Text excerpt:
*****
# Stump Grinding Teeth



## Barry Stumps

Hello all, I have a 2000 630B Vermeer grinder. I have always used the traditional carbide tip teeth that came with it. I have noticed that there is many more options on which teeth to use. What would be the best ones to get? It is time for me to buy a new set but now would be a good time to switch if i was going to for this season. Is there teeth without having to change out to different chucks? I am willing to buy matching chucks for the right teeth if it is better in the long run. Thanks


----------



## arbor pro

I have a vermeer 252 and switched from the vermeer tooth to greenteeth a couple years ago. Huge difference in productivity and much less time to change teeth since you only loosen the dull tooth and turn it 1/3 to a new edge. It's now much easier to keep sharp edges on the machine; thus, it appears to me that there is also less wear.

Now, that said, here is the subject of debate as far as greenteeth go - some will say that the use of greenteeth shortens bearing life because the teeth are too aggressive. I agree that the teeth are much more agressive than the factory vermeer teeth. However, on my machine, the autosweep feature keeps the teeth from taking too big of a bite. In return, the machine doesn't seem to bog down and beat up bearings as is probably happening on machines without autosweep.

I've read on this forum that a lot of guys disable the 'autosleep' feature (as they refer to it) because they think it slows down production. Yet, these may very well be the same people complaining that greenteeth cause excessive bearing wear.

I don't know who's right and who's wrong about greenteeth and about the autosweep feature. All I can tell you is that I'm using the 700 series greenteeth (1 1/4" size) on my machine which is equiped with the autosweep feature and I feel the teeth are very productive and have not caused any excessive wear to my machine. Because of the autosweep, my machine very rarely every bogs down, jumps or kills because it takes too big of a bite.

Since buying my greenteeth setup a couple years ago, the manufacture now recommends the use of a smaller sized tooth for my machine (and probably the 630 vermeer as well). They recommend the 3/4" tooth which I believe is a 500 series. It's supposed to be less agressive and work better on the smaller machines.

Others might recommend changing to a Sandvik wheel or some other setup. I won't dispute that the other setups also increase productivity. However, with the greenteeth setup, all your changing is the pockets and teeth - probably a $300-400 setup. Change out the wheel to a Sandvik or other setup and your new setup jumps to $1000+. Maybe worth it but, the question is, 'how much do you want to invest'?

I'm sticking with the greenteeth. That's all anyone uses around here and for one simple reason - it's a darn good setup. You just have to be sensable about how you treat your machine. If you have autosweep, I'd highly recommend keeping it enabled. I also have a Rayco 1625 Super Jr (same thing as a vermeer 252) and I have the 500 series greenteeth setup on it. It doesn't have the autosweep feature that my vermeer has so I prefer to use my vermeer. With the rayco, I have to pay more attention or I'll take too big of a bite and 'climb up the stump'.

Sorry about the length of this post. Hope this gives you the insight you're looking for.
*****
(Entries pointing to named objects)

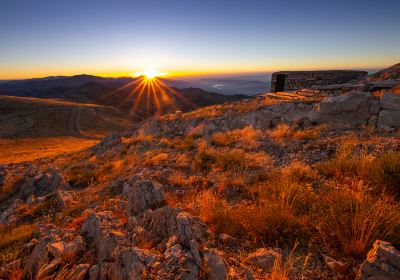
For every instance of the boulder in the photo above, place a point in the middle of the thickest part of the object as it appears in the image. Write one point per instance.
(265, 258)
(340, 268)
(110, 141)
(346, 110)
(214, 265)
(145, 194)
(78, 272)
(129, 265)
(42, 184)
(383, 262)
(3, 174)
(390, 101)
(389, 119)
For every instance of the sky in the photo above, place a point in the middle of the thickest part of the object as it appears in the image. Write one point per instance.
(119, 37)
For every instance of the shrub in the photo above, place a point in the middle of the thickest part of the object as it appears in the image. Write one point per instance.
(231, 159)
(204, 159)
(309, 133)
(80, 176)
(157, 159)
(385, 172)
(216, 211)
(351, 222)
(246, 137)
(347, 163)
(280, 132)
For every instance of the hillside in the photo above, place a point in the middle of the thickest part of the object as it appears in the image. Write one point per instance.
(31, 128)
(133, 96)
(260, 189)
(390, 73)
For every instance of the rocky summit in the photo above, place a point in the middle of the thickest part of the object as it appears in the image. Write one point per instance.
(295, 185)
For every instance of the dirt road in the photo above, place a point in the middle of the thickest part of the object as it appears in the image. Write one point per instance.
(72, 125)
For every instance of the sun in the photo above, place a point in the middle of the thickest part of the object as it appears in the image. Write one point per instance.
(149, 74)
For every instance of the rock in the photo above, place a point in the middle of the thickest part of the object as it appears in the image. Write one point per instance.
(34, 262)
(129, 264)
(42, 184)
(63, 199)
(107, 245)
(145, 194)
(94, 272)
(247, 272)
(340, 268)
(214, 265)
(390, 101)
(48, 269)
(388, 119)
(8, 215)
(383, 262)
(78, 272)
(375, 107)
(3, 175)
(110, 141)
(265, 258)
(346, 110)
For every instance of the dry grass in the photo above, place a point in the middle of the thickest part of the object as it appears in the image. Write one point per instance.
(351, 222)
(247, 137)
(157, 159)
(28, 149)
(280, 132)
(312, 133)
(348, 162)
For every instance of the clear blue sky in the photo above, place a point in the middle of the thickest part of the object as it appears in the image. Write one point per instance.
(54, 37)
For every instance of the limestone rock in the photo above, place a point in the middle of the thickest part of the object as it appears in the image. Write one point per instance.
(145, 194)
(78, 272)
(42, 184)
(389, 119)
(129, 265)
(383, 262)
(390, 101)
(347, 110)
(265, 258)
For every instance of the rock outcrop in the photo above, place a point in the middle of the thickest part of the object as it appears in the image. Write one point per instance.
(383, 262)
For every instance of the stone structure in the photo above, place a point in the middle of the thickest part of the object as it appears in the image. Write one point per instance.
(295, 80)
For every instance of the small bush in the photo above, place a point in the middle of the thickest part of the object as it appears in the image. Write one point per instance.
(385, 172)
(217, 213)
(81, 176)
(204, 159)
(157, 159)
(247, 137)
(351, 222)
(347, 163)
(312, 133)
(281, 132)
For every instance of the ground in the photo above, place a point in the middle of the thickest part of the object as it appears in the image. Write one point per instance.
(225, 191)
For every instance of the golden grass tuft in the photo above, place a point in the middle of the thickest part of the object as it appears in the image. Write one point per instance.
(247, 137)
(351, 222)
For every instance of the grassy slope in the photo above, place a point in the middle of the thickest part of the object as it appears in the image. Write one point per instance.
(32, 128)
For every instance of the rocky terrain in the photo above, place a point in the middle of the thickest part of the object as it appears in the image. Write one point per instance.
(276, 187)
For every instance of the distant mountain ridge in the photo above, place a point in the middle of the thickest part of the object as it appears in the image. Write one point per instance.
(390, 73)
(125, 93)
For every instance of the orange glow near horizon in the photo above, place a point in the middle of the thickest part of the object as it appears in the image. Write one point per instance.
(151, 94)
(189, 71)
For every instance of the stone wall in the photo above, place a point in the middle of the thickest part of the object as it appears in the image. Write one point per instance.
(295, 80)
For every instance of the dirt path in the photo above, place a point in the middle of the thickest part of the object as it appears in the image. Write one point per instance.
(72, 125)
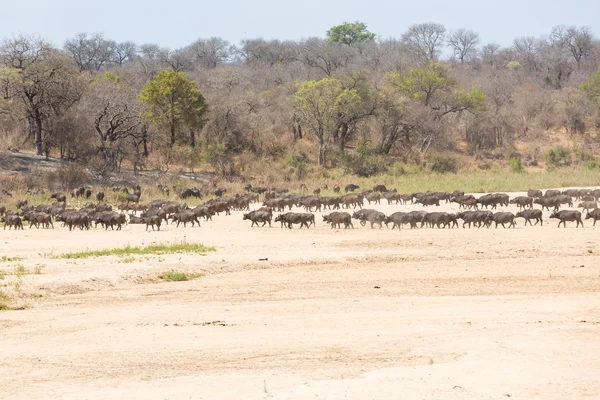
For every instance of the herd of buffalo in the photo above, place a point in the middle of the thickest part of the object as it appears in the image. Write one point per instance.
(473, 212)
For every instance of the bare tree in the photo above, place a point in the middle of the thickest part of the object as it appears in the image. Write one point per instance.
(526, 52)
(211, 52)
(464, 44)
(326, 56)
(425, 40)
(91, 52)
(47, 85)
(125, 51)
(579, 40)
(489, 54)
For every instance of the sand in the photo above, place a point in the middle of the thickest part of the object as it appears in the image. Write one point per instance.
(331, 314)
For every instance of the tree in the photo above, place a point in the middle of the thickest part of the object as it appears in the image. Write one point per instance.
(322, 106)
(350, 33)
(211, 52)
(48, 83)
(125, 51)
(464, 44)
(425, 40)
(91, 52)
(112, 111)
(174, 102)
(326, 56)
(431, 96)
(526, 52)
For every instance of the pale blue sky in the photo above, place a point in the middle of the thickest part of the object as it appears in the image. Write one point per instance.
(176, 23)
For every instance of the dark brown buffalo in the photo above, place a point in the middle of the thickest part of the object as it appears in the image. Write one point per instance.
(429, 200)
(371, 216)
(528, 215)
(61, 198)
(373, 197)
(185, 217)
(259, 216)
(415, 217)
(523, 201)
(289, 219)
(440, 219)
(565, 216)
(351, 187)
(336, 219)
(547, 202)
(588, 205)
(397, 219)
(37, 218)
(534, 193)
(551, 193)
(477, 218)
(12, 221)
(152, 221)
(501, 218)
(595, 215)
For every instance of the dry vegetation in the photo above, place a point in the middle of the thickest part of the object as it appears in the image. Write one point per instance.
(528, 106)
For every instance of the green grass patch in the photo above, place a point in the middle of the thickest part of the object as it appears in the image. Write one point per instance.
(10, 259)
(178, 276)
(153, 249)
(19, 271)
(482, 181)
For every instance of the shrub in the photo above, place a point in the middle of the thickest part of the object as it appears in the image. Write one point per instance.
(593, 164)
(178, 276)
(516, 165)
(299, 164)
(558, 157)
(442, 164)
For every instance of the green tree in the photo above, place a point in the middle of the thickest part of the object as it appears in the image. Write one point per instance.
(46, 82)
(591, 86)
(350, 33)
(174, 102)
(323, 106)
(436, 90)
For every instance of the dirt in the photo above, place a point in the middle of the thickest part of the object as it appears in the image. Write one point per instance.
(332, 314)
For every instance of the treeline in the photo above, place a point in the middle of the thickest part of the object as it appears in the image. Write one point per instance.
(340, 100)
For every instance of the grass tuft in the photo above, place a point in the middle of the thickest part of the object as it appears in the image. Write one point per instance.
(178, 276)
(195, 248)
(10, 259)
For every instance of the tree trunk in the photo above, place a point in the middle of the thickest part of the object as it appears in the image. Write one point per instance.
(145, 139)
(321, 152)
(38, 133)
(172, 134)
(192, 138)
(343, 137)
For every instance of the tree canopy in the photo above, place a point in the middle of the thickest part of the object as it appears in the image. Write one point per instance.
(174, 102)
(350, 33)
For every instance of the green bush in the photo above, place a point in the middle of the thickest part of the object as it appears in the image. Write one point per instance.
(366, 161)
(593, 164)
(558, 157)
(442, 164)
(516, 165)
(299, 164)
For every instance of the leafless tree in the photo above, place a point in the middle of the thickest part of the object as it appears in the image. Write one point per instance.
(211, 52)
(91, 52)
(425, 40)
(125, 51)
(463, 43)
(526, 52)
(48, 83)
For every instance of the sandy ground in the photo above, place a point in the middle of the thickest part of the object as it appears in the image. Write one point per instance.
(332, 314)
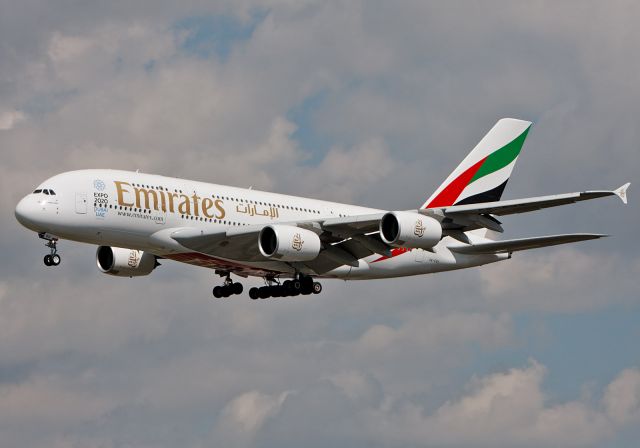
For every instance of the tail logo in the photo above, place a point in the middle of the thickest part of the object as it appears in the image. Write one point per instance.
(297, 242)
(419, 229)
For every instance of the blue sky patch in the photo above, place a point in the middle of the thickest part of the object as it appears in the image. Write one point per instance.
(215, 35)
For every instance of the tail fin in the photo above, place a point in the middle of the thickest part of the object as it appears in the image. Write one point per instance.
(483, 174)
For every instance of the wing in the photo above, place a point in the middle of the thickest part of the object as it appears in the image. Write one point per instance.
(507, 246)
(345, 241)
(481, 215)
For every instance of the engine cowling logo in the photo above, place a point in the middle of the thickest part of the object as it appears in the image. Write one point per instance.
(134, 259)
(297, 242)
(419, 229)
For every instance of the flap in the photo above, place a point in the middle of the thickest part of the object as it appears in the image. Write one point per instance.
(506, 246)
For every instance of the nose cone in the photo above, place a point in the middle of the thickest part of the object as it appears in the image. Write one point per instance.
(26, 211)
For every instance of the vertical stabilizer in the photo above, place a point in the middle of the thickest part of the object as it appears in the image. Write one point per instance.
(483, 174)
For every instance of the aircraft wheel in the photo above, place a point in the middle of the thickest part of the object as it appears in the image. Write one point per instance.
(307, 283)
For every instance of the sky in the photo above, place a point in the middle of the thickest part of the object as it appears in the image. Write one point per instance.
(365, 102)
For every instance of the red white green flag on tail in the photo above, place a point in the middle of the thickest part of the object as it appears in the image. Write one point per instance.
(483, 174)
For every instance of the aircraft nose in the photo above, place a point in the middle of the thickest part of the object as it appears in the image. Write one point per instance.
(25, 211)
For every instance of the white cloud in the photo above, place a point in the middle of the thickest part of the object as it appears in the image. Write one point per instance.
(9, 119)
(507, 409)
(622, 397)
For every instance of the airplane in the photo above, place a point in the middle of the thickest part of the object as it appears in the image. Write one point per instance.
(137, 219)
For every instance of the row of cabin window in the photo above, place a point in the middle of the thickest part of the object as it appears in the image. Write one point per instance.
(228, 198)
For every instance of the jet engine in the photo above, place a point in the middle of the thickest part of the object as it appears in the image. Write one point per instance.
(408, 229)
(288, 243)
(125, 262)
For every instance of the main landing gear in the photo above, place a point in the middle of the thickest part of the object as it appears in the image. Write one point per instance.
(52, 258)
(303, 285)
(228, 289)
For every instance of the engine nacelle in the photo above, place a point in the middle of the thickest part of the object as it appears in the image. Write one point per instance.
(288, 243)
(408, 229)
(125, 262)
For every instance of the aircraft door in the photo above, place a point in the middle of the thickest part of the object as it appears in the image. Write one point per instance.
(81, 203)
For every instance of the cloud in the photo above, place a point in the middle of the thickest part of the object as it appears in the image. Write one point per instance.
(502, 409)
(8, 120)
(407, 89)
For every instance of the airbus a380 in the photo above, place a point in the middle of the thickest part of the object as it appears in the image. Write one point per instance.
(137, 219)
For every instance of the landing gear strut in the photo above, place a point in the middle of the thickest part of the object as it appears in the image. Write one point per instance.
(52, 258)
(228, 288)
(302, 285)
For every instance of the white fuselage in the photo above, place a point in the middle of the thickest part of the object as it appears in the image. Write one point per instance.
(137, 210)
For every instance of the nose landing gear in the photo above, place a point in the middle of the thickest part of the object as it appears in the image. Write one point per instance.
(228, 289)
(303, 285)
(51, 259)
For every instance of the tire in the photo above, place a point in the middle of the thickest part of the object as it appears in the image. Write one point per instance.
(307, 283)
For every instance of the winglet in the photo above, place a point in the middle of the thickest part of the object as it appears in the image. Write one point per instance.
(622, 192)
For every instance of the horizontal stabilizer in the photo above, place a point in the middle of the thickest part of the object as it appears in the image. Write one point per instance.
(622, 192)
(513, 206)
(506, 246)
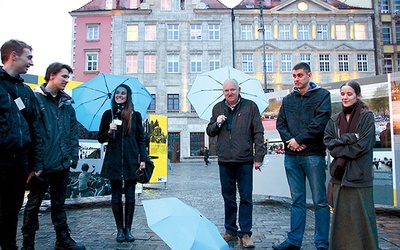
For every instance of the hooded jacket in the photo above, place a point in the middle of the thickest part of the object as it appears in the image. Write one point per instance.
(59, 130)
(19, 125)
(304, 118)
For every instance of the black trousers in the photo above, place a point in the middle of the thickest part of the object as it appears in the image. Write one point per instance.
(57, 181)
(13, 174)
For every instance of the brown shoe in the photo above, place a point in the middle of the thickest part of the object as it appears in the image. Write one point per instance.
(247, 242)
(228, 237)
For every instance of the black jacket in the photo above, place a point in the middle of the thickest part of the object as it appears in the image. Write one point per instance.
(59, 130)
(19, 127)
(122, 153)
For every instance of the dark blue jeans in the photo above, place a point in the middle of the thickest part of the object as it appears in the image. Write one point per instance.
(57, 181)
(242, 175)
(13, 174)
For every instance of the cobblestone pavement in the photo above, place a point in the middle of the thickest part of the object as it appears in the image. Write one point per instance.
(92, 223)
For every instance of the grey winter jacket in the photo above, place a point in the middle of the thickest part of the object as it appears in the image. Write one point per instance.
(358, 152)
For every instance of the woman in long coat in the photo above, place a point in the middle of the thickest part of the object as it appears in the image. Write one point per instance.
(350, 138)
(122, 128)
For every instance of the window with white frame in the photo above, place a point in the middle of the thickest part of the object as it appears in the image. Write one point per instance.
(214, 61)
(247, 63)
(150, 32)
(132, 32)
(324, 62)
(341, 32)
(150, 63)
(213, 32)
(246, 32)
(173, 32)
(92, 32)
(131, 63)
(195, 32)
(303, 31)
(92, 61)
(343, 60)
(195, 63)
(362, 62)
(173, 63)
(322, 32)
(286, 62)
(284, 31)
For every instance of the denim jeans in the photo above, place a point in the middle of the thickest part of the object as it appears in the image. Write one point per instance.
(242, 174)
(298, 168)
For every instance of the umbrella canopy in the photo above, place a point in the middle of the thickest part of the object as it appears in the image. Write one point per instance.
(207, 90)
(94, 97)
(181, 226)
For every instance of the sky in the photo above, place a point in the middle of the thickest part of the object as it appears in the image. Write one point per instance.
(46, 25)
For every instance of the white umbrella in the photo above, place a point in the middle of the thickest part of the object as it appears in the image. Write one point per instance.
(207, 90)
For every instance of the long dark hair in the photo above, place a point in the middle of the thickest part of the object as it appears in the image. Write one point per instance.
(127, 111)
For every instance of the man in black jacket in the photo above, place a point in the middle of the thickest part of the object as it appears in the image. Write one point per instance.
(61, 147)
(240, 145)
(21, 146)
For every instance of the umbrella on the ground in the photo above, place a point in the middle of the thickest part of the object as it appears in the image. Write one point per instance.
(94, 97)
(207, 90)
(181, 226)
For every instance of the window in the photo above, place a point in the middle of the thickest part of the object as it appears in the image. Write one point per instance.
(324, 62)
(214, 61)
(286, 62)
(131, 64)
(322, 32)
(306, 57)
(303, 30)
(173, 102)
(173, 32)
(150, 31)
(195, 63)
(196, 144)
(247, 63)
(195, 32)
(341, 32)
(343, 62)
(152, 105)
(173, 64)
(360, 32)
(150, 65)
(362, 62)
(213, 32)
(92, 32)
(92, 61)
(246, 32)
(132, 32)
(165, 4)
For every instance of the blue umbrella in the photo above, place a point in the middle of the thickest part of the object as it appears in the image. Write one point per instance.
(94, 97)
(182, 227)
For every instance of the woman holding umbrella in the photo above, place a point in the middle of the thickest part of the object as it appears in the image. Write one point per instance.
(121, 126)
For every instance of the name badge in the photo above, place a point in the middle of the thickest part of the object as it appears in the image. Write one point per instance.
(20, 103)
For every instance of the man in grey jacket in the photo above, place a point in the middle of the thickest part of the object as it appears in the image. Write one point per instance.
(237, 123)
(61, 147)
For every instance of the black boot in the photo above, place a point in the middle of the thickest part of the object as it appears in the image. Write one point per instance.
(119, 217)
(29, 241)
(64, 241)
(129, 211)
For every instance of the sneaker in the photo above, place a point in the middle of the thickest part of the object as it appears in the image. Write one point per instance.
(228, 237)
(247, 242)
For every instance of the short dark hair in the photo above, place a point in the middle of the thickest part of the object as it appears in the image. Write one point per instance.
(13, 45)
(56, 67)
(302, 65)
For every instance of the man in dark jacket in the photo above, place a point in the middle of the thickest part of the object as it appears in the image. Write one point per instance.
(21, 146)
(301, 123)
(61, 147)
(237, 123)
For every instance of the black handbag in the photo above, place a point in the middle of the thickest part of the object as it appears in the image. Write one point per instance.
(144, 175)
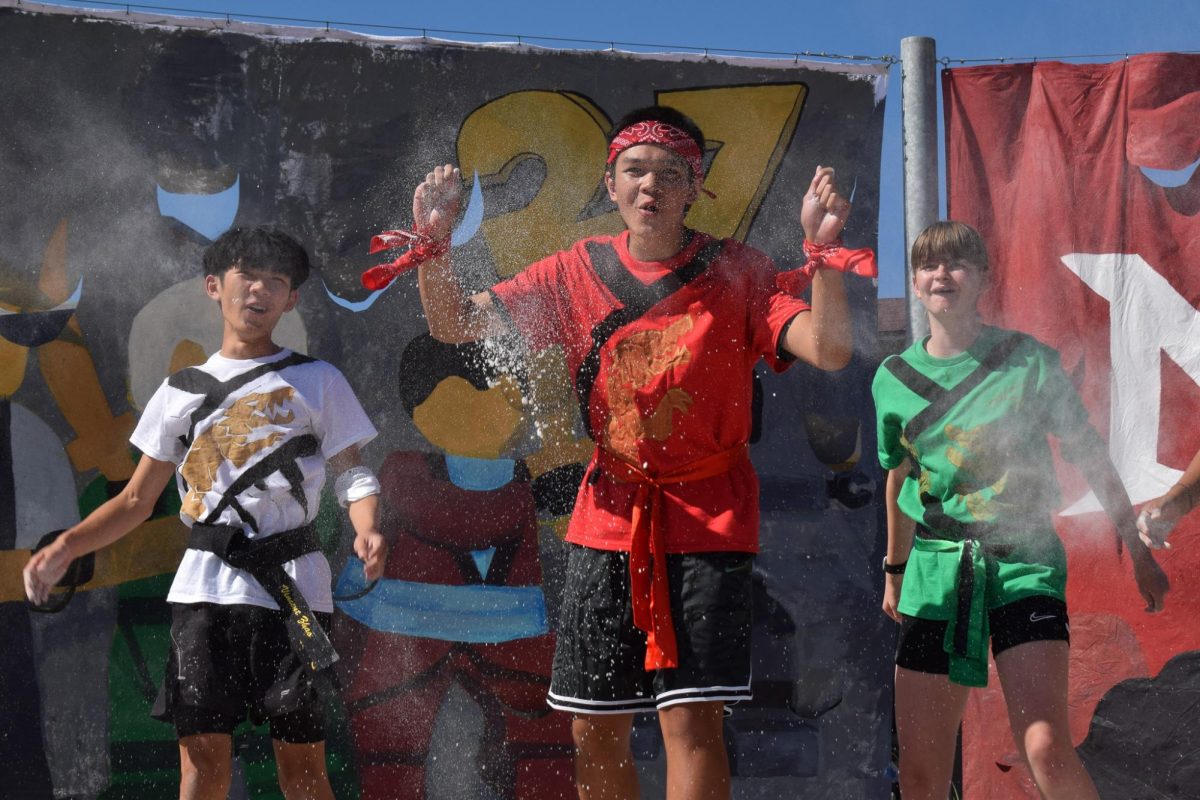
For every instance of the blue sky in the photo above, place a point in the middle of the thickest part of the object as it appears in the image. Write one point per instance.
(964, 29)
*****
Short task 1: Please duplicate the stump grinding teeth thread word for word, everything from "## Barry Stumps" down to "also less wear.".
Short task 2: In the stump grinding teeth thread, which series of greenteeth is on the Rayco 1625 Super Jr?

Exercise response 1:
## Barry Stumps

Hello all, I have a 2000 630B Vermeer grinder. I have always used the traditional carbide tip teeth that came with it. I have noticed that there is many more options on which teeth to use. What would be the best ones to get? It is time for me to buy a new set but now would be a good time to switch if i was going to for this season. Is there teeth without having to change out to different chucks? I am willing to buy matching chucks for the right teeth if it is better in the long run. Thanks


----------



## arbor pro

I have a vermeer 252 and switched from the vermeer tooth to greenteeth a couple years ago. Huge difference in productivity and much less time to change teeth since you only loosen the dull tooth and turn it 1/3 to a new edge. It's now much easier to keep sharp edges on the machine; thus, it appears to me that there is also less wear.

Exercise response 2: The 500 series.